Region pointing data:
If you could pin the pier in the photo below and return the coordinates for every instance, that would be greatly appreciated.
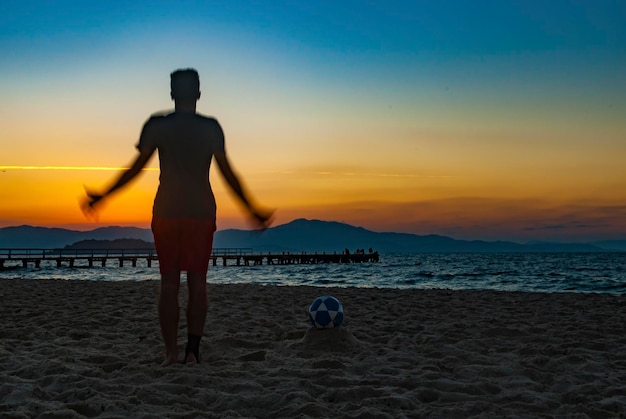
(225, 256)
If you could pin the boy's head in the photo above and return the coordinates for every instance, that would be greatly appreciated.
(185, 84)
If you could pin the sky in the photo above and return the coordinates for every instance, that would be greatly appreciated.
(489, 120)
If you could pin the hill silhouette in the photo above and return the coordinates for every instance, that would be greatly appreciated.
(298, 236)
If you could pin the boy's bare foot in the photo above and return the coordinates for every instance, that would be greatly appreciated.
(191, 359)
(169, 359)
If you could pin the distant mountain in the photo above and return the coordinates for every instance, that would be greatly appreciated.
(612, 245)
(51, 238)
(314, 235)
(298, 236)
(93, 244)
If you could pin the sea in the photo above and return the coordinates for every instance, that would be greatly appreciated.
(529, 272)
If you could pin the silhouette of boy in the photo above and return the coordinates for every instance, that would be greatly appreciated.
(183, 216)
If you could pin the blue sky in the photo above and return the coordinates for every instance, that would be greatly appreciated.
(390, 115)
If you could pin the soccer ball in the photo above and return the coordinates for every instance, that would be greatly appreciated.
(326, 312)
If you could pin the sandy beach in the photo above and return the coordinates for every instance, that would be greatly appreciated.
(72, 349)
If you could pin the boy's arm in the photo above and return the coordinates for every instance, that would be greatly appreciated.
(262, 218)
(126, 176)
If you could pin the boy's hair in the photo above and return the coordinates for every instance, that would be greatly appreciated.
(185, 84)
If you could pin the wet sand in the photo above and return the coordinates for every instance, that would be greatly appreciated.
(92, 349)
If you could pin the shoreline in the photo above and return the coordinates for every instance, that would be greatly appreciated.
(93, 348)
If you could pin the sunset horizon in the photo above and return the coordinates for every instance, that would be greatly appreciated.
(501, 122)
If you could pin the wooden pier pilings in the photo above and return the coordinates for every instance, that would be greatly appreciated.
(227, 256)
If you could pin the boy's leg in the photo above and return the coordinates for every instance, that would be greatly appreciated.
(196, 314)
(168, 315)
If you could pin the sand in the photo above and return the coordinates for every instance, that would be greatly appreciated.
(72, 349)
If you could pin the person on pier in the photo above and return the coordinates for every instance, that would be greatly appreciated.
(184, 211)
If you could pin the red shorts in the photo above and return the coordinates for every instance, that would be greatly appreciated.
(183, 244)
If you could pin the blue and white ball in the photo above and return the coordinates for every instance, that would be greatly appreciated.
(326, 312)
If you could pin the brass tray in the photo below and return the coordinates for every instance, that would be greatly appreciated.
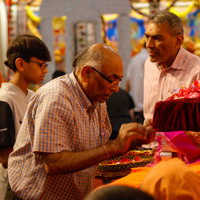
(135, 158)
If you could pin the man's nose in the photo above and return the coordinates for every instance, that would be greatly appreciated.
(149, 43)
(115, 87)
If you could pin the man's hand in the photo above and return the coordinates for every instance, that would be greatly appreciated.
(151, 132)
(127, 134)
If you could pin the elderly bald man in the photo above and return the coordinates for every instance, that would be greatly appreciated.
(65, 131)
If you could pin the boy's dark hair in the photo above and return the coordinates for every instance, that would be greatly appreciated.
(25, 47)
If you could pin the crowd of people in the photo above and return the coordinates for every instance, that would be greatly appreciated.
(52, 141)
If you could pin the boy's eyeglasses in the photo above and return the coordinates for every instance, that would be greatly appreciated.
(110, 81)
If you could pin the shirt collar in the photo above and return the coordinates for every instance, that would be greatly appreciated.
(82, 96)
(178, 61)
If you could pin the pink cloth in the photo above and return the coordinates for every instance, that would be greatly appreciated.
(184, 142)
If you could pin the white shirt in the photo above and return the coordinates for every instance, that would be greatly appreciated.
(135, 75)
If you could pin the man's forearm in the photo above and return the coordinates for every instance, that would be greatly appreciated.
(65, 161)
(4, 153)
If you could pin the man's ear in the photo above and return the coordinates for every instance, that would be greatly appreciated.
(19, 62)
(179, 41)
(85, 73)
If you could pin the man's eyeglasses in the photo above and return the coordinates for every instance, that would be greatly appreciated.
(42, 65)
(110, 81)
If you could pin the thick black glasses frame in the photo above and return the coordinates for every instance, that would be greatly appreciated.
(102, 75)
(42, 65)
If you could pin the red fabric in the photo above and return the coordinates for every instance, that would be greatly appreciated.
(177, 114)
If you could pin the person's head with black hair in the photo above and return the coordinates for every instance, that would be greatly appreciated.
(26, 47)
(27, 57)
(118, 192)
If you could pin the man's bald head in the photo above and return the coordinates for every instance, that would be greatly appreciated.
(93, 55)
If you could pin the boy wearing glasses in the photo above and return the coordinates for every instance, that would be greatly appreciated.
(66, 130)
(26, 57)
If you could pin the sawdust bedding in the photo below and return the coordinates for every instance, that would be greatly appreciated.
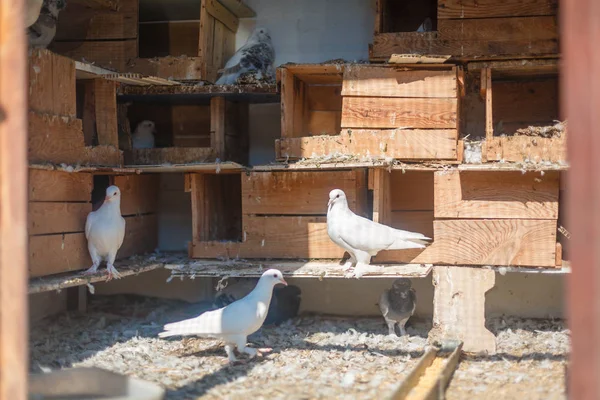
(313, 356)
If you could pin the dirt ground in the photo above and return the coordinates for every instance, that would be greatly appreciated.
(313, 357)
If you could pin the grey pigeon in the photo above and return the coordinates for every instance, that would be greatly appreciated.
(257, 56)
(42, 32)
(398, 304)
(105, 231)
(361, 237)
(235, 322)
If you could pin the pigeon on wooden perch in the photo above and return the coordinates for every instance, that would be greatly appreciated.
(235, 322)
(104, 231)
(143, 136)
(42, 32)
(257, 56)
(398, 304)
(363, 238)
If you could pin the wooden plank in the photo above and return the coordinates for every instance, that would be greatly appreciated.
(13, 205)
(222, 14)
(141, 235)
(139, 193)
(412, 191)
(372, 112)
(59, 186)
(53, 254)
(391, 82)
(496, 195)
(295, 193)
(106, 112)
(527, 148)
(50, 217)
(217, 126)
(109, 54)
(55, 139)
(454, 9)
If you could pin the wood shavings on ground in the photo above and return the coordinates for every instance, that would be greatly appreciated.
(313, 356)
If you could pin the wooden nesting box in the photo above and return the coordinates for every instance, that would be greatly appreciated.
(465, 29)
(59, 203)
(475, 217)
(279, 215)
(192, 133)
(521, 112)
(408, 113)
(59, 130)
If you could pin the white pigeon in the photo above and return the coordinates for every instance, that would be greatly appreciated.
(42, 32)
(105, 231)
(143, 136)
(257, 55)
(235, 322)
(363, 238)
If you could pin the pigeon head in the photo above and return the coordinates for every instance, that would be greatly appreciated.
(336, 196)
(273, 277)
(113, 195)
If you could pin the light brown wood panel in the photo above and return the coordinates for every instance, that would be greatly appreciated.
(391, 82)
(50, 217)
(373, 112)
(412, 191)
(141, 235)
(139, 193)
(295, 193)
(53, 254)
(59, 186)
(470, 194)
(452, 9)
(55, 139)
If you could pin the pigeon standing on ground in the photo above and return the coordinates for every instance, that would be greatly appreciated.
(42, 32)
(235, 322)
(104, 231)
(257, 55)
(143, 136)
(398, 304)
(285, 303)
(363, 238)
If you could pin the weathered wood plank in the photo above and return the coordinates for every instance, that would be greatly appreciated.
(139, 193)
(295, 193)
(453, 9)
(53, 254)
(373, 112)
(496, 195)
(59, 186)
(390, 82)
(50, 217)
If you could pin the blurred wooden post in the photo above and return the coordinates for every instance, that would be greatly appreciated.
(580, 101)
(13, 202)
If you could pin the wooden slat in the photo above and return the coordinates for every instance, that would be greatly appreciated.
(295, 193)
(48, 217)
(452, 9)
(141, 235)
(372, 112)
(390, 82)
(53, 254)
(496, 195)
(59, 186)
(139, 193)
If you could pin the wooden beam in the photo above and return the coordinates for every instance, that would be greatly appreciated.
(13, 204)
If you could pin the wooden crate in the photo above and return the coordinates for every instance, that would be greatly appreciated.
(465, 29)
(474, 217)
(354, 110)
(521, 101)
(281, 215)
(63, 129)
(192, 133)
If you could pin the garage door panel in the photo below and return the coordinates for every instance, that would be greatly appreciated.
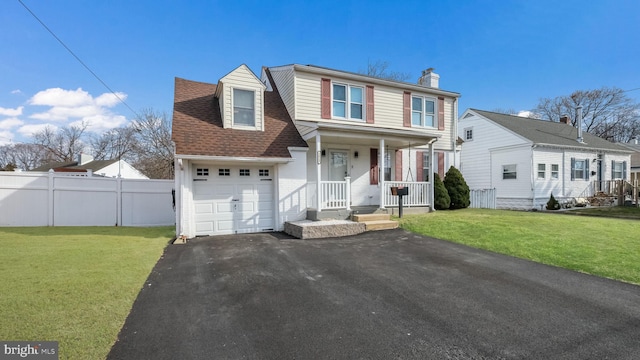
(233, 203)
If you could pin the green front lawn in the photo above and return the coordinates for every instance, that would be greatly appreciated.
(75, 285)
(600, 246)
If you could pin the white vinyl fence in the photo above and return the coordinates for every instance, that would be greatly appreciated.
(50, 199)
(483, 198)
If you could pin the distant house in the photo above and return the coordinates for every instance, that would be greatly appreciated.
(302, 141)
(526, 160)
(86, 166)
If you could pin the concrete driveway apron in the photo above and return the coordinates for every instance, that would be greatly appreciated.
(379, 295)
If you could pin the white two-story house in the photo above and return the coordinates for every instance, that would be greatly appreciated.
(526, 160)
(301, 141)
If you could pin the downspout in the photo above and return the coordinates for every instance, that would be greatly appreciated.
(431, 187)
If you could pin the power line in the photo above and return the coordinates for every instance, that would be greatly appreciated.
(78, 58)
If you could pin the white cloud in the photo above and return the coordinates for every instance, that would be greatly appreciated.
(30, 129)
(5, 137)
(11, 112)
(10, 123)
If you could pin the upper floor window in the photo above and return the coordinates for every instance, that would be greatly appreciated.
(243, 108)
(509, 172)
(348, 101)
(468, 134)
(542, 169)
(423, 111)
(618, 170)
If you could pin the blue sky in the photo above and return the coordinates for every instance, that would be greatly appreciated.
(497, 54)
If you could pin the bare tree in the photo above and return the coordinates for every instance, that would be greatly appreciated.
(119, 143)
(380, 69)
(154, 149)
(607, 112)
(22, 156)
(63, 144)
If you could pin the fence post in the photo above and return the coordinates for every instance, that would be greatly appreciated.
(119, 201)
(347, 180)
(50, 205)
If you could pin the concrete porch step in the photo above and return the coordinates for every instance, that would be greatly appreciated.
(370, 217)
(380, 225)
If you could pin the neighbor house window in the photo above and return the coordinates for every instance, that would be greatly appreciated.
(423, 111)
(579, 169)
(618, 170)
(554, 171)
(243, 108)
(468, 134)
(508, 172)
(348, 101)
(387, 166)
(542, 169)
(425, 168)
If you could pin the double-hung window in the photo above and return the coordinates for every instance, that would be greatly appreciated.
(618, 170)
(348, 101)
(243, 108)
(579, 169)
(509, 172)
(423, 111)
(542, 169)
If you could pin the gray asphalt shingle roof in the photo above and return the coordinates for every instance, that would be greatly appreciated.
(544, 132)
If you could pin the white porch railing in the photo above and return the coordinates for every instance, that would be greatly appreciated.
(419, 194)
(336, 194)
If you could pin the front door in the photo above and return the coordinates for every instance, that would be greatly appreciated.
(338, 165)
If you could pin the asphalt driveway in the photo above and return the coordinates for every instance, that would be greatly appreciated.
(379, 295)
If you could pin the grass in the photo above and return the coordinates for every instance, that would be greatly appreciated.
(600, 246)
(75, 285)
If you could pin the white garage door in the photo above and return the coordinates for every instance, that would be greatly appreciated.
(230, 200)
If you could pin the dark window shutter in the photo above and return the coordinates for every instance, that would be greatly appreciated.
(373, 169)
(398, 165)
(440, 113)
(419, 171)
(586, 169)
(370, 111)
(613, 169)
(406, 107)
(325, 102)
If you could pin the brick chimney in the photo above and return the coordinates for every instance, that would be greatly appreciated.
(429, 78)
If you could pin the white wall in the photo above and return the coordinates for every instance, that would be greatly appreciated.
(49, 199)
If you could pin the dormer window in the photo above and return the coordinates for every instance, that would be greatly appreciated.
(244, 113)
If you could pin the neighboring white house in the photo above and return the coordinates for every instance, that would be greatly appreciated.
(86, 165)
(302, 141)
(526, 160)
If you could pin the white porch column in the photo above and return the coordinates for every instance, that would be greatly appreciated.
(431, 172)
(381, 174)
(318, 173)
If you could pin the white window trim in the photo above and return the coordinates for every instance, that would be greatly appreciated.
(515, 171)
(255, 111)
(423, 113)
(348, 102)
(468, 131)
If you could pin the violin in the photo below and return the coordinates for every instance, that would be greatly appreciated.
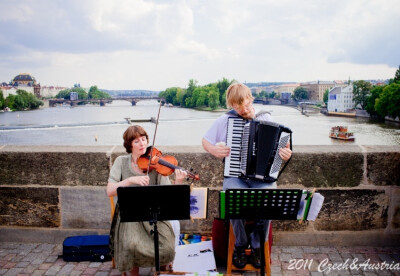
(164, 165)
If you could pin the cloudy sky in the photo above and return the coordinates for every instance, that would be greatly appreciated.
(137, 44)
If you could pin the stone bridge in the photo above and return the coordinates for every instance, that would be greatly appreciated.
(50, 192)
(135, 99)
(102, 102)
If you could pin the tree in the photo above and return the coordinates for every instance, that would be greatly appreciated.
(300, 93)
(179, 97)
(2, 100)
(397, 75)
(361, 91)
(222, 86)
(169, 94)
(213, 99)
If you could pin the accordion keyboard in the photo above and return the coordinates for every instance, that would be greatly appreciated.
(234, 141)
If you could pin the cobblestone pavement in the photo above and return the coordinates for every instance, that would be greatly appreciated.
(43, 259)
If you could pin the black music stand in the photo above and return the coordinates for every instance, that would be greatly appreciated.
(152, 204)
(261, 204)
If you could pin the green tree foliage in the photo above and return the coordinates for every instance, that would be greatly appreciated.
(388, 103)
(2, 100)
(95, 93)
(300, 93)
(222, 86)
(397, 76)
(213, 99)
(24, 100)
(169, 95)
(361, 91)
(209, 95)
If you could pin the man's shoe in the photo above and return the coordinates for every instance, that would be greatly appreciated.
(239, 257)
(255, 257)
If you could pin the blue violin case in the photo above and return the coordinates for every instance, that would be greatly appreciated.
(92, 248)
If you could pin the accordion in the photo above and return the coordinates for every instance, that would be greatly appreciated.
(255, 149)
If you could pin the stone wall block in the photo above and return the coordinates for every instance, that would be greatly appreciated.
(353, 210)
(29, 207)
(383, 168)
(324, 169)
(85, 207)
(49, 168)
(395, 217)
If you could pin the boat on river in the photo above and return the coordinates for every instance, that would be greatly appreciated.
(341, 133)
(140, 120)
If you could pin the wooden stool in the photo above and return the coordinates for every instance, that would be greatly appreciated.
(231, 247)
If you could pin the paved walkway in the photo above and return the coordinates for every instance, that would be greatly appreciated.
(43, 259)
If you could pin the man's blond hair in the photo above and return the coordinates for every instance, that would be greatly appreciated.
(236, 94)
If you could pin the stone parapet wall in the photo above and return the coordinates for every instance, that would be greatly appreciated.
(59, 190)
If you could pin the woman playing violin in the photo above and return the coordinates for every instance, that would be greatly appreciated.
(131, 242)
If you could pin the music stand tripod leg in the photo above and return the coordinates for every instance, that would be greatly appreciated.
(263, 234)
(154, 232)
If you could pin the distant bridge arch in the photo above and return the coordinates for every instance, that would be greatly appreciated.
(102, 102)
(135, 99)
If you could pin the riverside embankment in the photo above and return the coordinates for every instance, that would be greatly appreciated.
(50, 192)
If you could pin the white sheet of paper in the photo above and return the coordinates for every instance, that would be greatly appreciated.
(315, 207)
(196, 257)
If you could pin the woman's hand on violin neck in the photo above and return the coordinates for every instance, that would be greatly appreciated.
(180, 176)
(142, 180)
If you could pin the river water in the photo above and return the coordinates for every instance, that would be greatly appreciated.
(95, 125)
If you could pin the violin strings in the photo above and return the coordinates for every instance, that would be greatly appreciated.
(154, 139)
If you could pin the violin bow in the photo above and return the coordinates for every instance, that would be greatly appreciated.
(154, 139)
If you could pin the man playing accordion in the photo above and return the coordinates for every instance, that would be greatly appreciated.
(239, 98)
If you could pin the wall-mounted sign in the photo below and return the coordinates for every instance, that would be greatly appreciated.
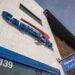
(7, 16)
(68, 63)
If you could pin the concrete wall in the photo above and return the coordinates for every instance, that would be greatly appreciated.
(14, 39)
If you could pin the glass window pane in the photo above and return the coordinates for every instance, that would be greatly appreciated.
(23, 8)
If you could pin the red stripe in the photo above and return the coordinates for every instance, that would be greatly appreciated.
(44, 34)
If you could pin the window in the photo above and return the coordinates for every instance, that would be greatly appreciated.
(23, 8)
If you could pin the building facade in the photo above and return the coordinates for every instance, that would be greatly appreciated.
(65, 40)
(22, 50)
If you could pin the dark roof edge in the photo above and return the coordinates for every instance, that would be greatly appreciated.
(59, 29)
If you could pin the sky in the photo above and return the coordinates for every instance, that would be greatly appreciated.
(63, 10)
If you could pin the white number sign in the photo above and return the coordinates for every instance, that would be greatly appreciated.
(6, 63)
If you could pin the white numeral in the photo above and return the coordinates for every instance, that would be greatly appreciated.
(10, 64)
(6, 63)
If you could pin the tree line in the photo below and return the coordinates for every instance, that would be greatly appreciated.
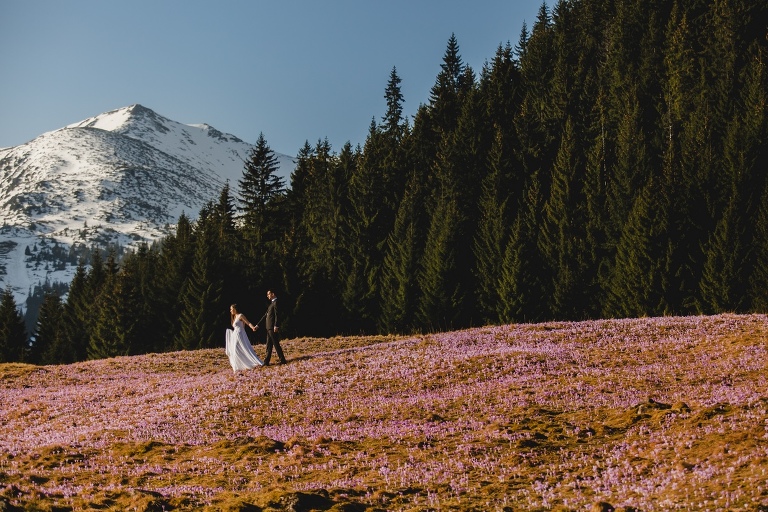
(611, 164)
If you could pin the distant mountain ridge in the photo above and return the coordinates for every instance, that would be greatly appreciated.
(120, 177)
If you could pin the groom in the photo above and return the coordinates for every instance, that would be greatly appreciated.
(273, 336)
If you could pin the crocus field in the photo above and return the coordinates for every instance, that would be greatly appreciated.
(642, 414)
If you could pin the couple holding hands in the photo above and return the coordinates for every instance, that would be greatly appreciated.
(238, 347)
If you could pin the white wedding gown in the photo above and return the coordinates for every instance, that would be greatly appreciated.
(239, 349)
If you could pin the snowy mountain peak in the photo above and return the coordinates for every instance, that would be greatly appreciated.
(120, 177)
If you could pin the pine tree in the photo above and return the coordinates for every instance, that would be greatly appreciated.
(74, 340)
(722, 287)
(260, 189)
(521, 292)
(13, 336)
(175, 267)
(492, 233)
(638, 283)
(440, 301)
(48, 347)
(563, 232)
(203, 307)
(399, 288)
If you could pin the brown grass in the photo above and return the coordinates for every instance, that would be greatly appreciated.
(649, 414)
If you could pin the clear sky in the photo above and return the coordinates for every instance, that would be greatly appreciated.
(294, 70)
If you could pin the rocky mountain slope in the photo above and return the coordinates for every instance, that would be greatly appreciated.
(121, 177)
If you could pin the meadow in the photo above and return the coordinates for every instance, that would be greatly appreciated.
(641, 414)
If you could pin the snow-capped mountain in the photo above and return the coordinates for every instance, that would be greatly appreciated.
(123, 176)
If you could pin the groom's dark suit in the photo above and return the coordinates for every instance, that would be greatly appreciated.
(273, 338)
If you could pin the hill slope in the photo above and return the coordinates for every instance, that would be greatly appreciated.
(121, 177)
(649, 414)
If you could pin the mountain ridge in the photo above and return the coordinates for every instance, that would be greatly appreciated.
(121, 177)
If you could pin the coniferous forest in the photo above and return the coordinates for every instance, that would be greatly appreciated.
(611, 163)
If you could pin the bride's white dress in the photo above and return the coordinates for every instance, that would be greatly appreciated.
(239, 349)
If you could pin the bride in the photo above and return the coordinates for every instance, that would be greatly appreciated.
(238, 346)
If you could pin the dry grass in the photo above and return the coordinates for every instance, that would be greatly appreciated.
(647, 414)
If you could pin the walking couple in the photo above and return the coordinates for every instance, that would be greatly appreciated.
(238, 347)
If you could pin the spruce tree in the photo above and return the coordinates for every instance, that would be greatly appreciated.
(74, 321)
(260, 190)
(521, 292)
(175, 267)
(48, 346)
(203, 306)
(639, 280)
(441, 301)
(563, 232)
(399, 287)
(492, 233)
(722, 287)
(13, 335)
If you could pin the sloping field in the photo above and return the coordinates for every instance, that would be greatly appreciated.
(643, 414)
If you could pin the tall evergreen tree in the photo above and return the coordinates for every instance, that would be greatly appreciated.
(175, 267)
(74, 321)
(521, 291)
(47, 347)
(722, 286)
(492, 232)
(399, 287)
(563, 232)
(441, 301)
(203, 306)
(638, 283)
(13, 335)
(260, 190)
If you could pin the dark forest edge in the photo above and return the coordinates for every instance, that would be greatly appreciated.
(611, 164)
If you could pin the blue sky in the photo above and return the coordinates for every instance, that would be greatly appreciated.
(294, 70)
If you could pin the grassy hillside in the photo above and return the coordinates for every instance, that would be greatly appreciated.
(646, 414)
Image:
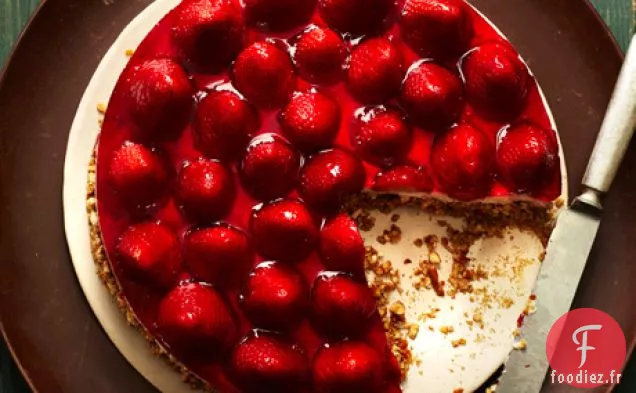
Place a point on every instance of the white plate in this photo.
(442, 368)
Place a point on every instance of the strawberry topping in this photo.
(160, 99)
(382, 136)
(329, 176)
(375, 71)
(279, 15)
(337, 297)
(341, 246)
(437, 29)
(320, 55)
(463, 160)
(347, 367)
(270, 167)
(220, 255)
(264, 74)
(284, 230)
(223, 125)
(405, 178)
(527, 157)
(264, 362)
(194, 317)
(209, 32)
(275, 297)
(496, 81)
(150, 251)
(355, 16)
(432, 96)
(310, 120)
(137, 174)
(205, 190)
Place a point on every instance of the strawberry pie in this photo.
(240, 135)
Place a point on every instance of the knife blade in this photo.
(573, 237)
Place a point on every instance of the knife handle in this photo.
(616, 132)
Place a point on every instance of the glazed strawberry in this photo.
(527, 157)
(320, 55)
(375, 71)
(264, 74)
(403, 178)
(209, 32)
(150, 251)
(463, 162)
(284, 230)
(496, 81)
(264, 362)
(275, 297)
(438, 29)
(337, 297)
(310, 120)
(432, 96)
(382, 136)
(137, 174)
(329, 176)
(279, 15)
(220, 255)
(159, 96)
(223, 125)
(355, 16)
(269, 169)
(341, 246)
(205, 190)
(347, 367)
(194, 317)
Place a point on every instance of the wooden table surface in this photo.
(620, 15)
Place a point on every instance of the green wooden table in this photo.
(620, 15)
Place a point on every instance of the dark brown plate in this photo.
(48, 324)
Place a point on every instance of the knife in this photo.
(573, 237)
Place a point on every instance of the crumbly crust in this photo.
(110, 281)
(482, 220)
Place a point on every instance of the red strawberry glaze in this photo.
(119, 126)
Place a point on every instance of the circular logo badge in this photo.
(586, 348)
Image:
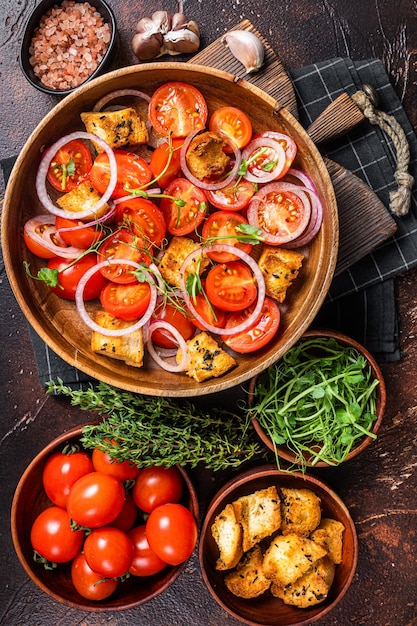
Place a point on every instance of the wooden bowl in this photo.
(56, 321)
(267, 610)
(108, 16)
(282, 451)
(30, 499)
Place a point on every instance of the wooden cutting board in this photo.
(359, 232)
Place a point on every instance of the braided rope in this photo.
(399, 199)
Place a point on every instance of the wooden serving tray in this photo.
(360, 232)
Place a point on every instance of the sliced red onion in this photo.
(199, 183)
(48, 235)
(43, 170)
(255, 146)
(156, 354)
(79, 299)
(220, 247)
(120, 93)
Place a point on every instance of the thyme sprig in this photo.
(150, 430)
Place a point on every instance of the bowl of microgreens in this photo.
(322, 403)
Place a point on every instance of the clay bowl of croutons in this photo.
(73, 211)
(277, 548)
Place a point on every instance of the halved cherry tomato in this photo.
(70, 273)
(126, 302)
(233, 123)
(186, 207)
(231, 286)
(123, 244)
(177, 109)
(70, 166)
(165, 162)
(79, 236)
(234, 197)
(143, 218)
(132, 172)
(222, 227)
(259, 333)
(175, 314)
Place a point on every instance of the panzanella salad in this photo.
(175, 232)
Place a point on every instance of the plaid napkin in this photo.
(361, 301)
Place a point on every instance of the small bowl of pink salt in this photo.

# Your assignment:
At the line containing "Place a point on every instance of the thyme", start copying. Continue exactly through the final line of the entries above and stop there.

# Result of the exercise:
Place a point on every instance of the thyme sprig in this photo.
(150, 430)
Place a point on every instance of the bowl of microgreens in this photo.
(322, 403)
Place a point on every instance of the clay bowl of croutons in this photo.
(73, 211)
(277, 548)
Place a point on every instance of the halved cherry tomato in this photo.
(70, 273)
(126, 302)
(233, 123)
(186, 207)
(231, 286)
(123, 244)
(177, 109)
(70, 166)
(165, 162)
(79, 236)
(234, 197)
(143, 218)
(132, 172)
(222, 227)
(259, 333)
(175, 314)
Place a point on every instance of the panzanella salad in this photo.
(175, 232)
Place a point on every instance of the plaid napkin in this photo.
(361, 301)
Place a point on every instance of the small bowl of pink salt in this photo.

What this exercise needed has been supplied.